[PASSAGE TO READ start]

I suspect that Harry is securing their agreement to investigate Dumbledore while, himself, believing Dumbledore will be shown to be free of malice. Basically the blood purity science experiment all over again. I figure his goal here is to bring them into alliance, just as he says to Draco. Once the Malfoys abandon Blood Purity there is no reason they can't be allies to the Dumbeldore power structure, save for both side's past sins. Harry is drawing Lucius and Draco into investigating one of these sings in the hopes of effectively explaining it away, which coupled with their renunciation of Blood Purity as a doctrine should allow the formation of an alliance.

Also, I'd like to add that its hilarious to watch all the characters try and figure out who HARRY's enemy is. They've been listening to Dumbledore's 'Life Is A Story' pitch a bit too much. If someone tries to have a girl sent to a hell dungeon and then has her eaten by a troll they don't like her. They aren't trying to impede the Hero's Quest by Sundering his Fellowship, they are acting out their animus. I predict that Hermione's framing and murder were about her, not Harry.

Thanks for reading this long comment

Replies from: JayDee, ygert
comment by JayDee · 2013-08-17T00:49:24.529Z · LW(p) · GW(p)

They've been listening to Dumbledore's 'Life Is A Story' pitch a bit too much.

Seems likely to me that tearing this down will be the climax of the Roles chapters. Dumbledore is the big character we have left who hasn't had a 'meeting' with Harry. And all throughout the story - referencing Gandalf and LotR, "that's not his style" - Dumbledore has been about playing a role in a story.

Also, revealing Dumbledore's secrets is one of the big elements of Rowlings' book 7, and one of the things HP:MoR would have to deal with to resolve all the canon plots in Harry's first year.

Replies from: Benito
comment by Ben Pace (Benito) · 2013-08-18T08:50:40.067Z · LW(p) · GW(p)

Dumbledore is the big character we have left who hasn't had a 'meeting' with Harry

"The first meeting:

...

...Harry found himself, still in his pajamas, facing Albus Dumbledore..."

Replies from: JayDee
comment by JayDee · 2013-08-18T22:55:24.195Z · LW(p) · GW(p)

Facepalm, of course. I was thinking there would be a meeting along the lines of the previous private conferences - pretending to be wise in particular. Didn't actually get around to checking which meetings had happened versus which characters I'd expect.

[PASSAGE TO READ end]
[RECORDS SHOWN start]

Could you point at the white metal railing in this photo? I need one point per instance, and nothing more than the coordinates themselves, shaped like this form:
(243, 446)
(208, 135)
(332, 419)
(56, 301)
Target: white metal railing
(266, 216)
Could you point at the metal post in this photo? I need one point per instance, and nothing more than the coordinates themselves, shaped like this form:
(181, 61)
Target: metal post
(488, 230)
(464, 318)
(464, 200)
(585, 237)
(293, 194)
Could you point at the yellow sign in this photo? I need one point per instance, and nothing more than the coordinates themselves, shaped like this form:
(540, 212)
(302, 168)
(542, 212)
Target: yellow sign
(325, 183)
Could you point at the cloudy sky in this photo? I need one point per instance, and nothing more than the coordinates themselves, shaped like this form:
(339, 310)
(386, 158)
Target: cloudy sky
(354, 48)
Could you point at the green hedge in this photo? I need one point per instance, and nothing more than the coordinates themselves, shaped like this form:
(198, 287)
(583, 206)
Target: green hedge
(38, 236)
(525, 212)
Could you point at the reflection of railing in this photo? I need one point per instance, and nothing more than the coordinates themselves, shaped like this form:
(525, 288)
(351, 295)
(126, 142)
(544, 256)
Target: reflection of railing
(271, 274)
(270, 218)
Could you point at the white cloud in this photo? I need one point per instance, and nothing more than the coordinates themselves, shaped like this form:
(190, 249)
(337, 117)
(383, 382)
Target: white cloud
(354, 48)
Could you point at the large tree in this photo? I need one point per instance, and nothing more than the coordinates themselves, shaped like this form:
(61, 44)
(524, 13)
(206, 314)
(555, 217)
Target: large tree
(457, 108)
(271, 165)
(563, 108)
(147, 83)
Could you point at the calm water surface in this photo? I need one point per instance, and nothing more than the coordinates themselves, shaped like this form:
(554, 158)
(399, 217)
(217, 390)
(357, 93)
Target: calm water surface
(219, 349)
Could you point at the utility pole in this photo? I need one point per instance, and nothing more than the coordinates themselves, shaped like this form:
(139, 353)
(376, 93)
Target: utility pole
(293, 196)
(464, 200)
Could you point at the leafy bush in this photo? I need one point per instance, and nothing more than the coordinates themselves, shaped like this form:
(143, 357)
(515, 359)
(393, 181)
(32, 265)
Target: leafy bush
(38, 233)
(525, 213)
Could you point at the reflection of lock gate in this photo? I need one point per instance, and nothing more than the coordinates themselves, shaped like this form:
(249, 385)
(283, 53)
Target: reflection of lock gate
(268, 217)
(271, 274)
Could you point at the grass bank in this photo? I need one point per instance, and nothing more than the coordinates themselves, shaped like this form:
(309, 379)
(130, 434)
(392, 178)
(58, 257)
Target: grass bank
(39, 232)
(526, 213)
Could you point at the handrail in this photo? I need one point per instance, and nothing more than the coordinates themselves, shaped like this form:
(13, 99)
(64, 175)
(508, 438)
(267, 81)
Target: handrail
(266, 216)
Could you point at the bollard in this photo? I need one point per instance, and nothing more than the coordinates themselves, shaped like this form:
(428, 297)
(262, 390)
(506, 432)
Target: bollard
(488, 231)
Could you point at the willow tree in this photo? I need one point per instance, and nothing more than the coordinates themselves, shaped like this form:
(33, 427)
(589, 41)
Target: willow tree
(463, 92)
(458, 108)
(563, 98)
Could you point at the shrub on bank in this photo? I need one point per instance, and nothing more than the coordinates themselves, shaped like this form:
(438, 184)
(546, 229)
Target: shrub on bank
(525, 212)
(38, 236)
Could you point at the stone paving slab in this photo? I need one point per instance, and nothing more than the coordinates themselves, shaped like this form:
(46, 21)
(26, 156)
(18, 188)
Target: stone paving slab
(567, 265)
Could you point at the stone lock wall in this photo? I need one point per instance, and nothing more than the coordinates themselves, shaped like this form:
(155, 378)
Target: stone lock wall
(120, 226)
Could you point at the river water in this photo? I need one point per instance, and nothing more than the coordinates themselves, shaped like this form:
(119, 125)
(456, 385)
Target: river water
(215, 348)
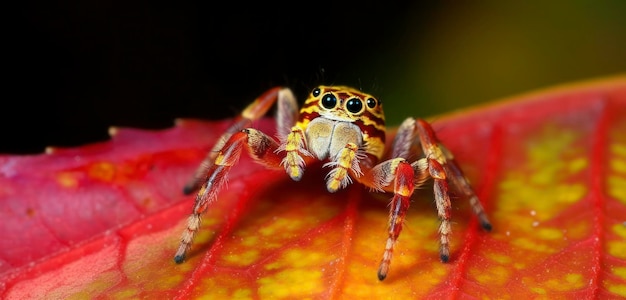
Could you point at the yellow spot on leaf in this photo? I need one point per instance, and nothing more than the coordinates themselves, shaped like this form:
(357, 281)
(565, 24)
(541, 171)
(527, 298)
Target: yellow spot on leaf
(102, 171)
(619, 289)
(243, 259)
(242, 294)
(529, 244)
(549, 234)
(620, 230)
(619, 149)
(577, 165)
(67, 179)
(616, 188)
(618, 165)
(295, 263)
(502, 259)
(620, 272)
(617, 248)
(579, 230)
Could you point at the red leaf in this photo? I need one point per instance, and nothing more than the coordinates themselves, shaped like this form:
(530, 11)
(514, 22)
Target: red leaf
(105, 219)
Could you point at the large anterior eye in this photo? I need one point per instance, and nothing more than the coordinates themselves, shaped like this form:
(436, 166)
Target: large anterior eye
(329, 101)
(371, 102)
(354, 105)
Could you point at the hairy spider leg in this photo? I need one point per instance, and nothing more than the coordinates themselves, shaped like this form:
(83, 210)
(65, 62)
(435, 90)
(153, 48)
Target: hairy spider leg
(441, 170)
(260, 146)
(285, 117)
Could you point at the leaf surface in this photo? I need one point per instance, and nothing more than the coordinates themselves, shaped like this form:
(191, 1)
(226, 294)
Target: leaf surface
(104, 220)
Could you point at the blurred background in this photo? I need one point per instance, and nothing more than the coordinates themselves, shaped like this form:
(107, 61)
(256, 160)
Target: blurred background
(75, 68)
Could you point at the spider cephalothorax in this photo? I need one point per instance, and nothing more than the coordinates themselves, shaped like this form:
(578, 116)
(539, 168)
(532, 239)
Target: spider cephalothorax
(345, 128)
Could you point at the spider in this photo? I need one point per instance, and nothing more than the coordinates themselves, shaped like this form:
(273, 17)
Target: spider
(345, 128)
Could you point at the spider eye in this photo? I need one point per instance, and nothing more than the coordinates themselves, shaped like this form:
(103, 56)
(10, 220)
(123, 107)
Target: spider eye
(371, 102)
(354, 105)
(329, 101)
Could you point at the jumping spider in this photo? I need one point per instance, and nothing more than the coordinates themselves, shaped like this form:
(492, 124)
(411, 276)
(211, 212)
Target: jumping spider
(345, 128)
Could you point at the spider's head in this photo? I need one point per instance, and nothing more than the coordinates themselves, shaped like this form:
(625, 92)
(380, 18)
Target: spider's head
(342, 103)
(346, 104)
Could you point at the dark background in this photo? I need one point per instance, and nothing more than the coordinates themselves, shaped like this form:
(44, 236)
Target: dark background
(77, 67)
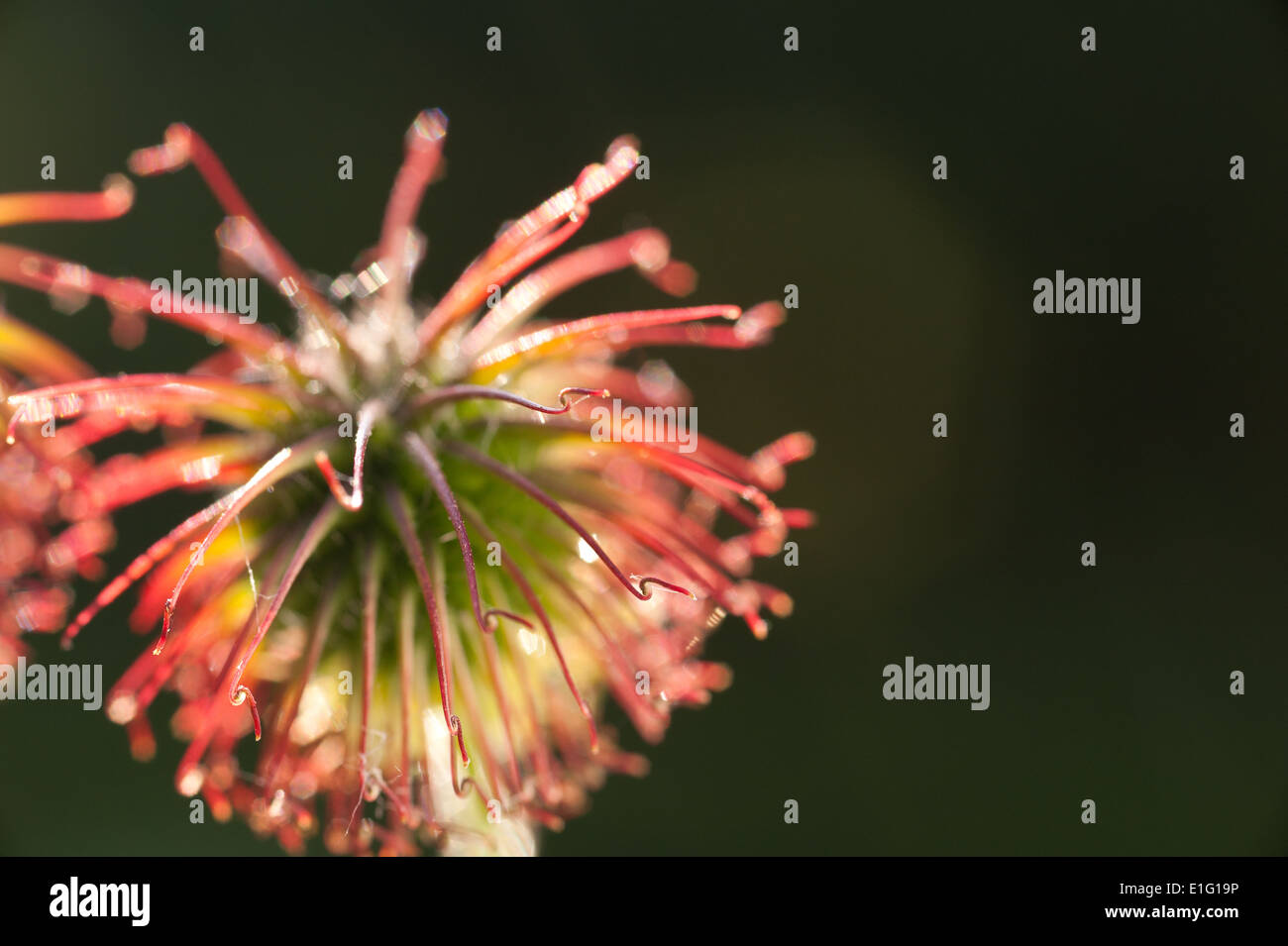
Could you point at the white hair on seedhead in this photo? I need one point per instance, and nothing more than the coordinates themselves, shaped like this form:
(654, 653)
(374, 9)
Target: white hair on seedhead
(510, 837)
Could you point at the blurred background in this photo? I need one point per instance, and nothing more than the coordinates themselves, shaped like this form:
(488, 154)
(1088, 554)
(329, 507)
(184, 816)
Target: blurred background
(809, 167)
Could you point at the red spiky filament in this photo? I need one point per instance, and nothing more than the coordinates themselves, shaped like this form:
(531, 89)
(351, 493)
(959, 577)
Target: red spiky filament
(423, 644)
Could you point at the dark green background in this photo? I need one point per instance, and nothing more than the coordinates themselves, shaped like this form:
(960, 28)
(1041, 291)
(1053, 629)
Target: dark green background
(810, 167)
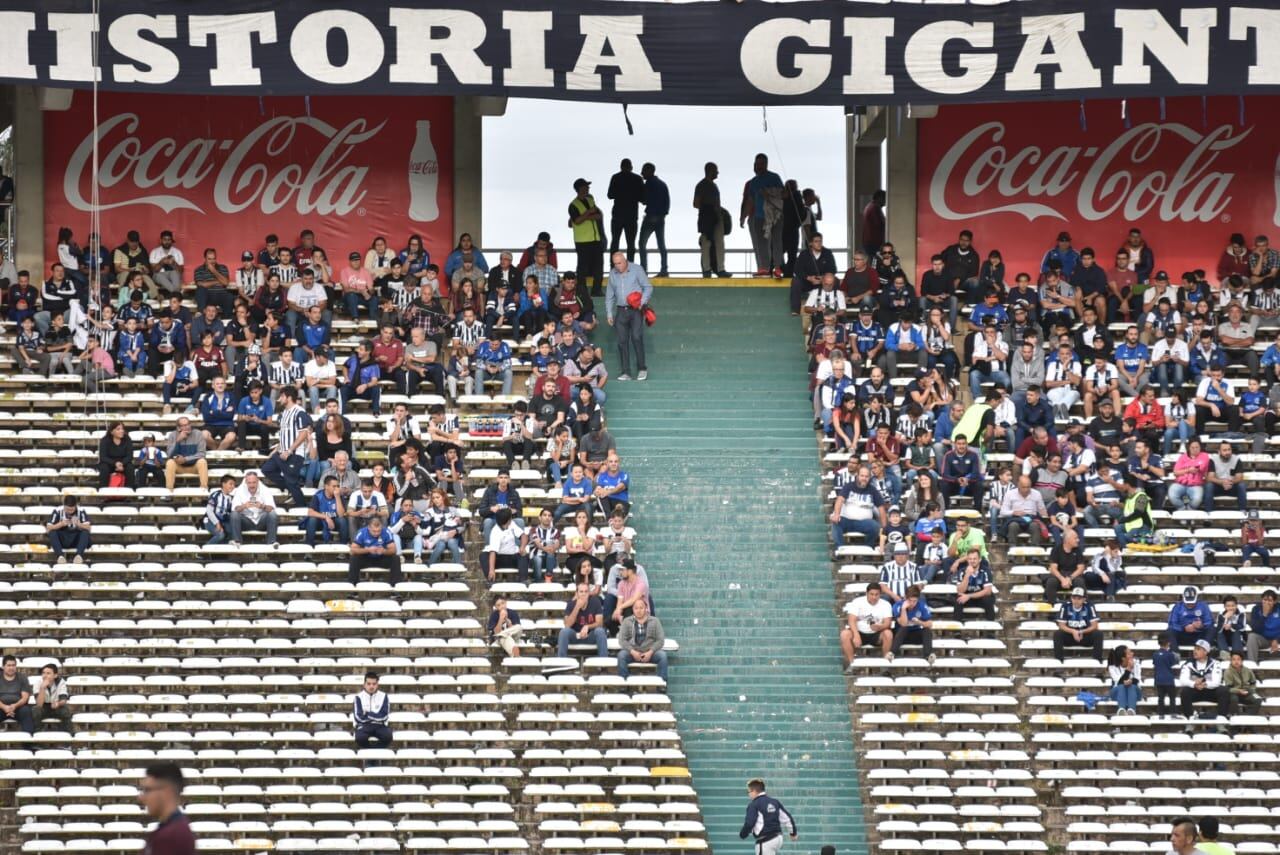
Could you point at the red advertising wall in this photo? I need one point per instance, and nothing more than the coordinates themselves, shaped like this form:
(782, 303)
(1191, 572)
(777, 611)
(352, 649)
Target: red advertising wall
(224, 172)
(1016, 174)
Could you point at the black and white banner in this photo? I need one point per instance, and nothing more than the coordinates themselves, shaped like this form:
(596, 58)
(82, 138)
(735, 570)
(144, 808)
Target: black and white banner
(650, 53)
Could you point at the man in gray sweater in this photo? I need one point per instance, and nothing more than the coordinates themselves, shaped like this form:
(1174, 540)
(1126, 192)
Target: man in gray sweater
(1025, 369)
(640, 640)
(186, 449)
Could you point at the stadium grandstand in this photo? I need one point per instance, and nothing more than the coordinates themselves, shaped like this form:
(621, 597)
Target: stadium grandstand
(327, 526)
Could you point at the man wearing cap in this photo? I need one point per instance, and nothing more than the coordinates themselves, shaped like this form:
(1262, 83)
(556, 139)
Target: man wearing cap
(1201, 680)
(248, 278)
(167, 263)
(1022, 511)
(1077, 626)
(900, 572)
(1064, 254)
(1264, 626)
(626, 190)
(213, 280)
(1215, 401)
(357, 287)
(913, 621)
(493, 362)
(1191, 620)
(588, 224)
(762, 215)
(626, 279)
(1237, 335)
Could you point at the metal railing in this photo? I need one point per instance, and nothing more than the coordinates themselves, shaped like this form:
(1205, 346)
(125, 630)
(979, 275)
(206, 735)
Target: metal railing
(681, 261)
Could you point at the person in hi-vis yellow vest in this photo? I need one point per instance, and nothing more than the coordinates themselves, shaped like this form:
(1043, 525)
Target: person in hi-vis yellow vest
(588, 224)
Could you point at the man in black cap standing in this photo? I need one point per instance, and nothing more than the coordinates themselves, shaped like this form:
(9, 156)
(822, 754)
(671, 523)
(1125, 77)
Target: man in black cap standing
(626, 190)
(586, 220)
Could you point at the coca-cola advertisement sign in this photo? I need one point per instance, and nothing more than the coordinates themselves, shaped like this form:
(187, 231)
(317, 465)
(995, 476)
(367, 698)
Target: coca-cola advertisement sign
(1019, 174)
(225, 172)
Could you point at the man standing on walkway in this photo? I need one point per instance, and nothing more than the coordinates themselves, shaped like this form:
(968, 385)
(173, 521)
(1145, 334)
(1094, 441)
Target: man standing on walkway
(626, 279)
(626, 190)
(586, 220)
(766, 819)
(762, 213)
(657, 205)
(711, 223)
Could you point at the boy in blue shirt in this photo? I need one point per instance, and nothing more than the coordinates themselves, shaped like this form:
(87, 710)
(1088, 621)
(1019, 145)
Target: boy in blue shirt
(374, 547)
(312, 334)
(131, 348)
(913, 621)
(988, 307)
(612, 487)
(254, 416)
(1165, 667)
(149, 463)
(327, 515)
(218, 411)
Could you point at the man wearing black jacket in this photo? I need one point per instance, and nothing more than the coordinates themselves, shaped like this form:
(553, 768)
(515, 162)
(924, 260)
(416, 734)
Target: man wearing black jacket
(766, 819)
(1091, 282)
(961, 265)
(626, 190)
(498, 495)
(809, 268)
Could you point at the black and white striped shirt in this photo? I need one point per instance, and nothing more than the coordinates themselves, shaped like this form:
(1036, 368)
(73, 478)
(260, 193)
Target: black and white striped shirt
(286, 375)
(472, 334)
(59, 513)
(897, 577)
(1266, 300)
(248, 282)
(287, 273)
(293, 421)
(218, 510)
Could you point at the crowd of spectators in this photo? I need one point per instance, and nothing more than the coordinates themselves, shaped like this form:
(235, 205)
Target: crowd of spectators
(257, 366)
(1104, 388)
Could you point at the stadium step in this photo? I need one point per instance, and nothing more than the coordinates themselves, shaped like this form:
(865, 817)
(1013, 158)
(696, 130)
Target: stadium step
(721, 455)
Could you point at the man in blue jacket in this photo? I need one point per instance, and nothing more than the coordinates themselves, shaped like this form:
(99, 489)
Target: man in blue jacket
(766, 819)
(1191, 620)
(1265, 626)
(218, 411)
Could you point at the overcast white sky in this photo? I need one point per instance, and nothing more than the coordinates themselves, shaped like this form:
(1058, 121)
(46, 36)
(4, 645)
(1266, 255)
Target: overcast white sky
(533, 154)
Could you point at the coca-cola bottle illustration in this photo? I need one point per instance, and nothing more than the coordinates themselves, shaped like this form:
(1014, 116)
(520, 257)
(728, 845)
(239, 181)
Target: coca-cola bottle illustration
(1276, 218)
(424, 173)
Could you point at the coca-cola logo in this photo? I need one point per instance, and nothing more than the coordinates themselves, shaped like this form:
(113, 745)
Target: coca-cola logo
(252, 170)
(1105, 181)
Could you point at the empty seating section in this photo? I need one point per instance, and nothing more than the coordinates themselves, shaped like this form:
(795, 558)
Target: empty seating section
(240, 663)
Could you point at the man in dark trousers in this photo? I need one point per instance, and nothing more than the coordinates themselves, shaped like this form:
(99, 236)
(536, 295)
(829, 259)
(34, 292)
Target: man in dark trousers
(766, 819)
(588, 224)
(160, 794)
(626, 190)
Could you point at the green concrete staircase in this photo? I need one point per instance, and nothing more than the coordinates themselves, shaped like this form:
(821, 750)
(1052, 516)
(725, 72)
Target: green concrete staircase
(721, 452)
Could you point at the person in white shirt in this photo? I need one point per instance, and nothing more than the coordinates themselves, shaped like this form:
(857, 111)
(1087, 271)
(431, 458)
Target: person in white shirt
(1169, 361)
(167, 264)
(506, 548)
(1201, 680)
(321, 378)
(1101, 380)
(371, 711)
(50, 698)
(304, 295)
(248, 277)
(365, 504)
(1063, 379)
(868, 620)
(402, 431)
(826, 297)
(254, 508)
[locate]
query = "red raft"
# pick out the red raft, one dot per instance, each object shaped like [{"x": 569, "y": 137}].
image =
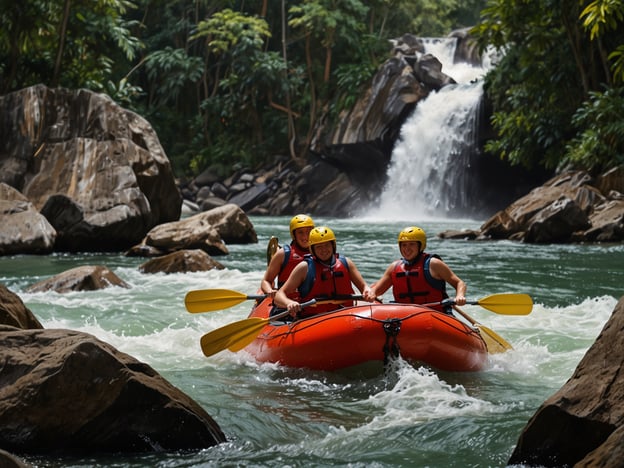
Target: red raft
[{"x": 370, "y": 332}]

[RECORDS SHOWN end]

REQUIRED TASKS
(A) Answer these about the comment thread on Dumbledore and Harry:
(i) According to the first comment, whom were Hermione's framing and murder about?
(ii) Which character and work does JayDee's first comment reference as examples of Dumbledore playing a role in a story?
(iii) In the final comment, what previous meetings did JayDee expect the Dumbledore meeting to resemble?
(B) Please continue the comment thread on Dumbledore and Harry from where it stops.

EXERCISE RESPONSES
(A)
(i) Hermione herself, not Harry.
(ii) Gandalf and LotR.
(iii) The previous private conferences, "pretending to be wise" in particular.

(B)
comment by ygert · 2013-08-16T23:29:03.731Z · LW(p) · GW(p)

I think you are reading into it a bit too deeply, and making analogies where analogies aren't. It's a story, so read it as such. I am not convinced that, say, Lucius is meant to represent Draco's peer structure any more than the amount which he is part of Draco's peer structure in-universe (being his father).

Oh and one more thing: For Dumbledore's 'Life Is A Story' pitch, think a level up. The character's don't know it, and they probably never will, they are just that, when all else is stripped away. In the end, at the highest level, their life is a story. Ponder that for a while...

Replies from: bogdanb
comment by bogdanb · 2013-08-28T20:43:29.461Z · LW(p) · GW(p)

In the end, at the highest level, their life is a story

I wouldn’t put it above Eliezer to find a way of having Harry be “the End of the World” literally by just ending the story somehow. But I can’t think of any explanation in that vein for destroying the stars, other than maybe breaking the ceiling in the Hogwards hall, which doesn’t fit. And style-wise it doesn’t feel right.

comment by Kawoomba · 2013-08-15T19:27:48.716Z · LW(p) · GW(p)

Malfoy Manor exuded all the subtlety of a Baroque castle, overstuffed with the trappings of power, filled to the brim with trinkets, tapestries and timeless artifacts. It seemed excessive even in the dark of night, with only some of the item galleries illuminated.

Harry didn't care for any of them. Politics, let Draco deal with all this signalling nonsense.

Yet Draco was absent, it was only him and Lucius Malfoy, his unlikely new ally, planning and plotting over minutiae, phrasings, contracts.

Laying a foundation for the next decades of Magical Britain, a blueprint for a saner Magical world, even?

That didn't help in devising the statement to be read in the Wizengamot, at least not after the first few hours. Harry couldn't help but think that Lucius enjoyed being the superior mind for once, and dragged it out just to non-so-subtly remind Harry how out of his element he truly was.

They had already used the Time Turner to its fullest effects, working in the Witching Hours of the morning, to get the most out of the Borrowed Time. As far as Dumbledore was concerned, Harry was soundly sleeping in the Ravenclaw quarters.

Muffled sounds were coming from outside Malfoy's private study, in which they worked. At least they startled Harry back into wakefulness. He turned to Lucius. "You should've given Crabbe or Goyle a break, we're in one of the most secure places in Magical Britain, and you let them stand guard in front of your room?"

The door burst open. "I said no interruptions!" a clearly irked Lord Malfoy barked at his underling, seemingly annoyed at displaying this breach of etiquette in front of Harry Potter. He turned rigid as he picked up on the slumped over Crabbe lying lifelessly in the corridor, and on the wand Goyle was levelling. "What - ?" Malfoy's reflexes were fast, his cane springing to life in his hands, its eyes radiating with ruby fire.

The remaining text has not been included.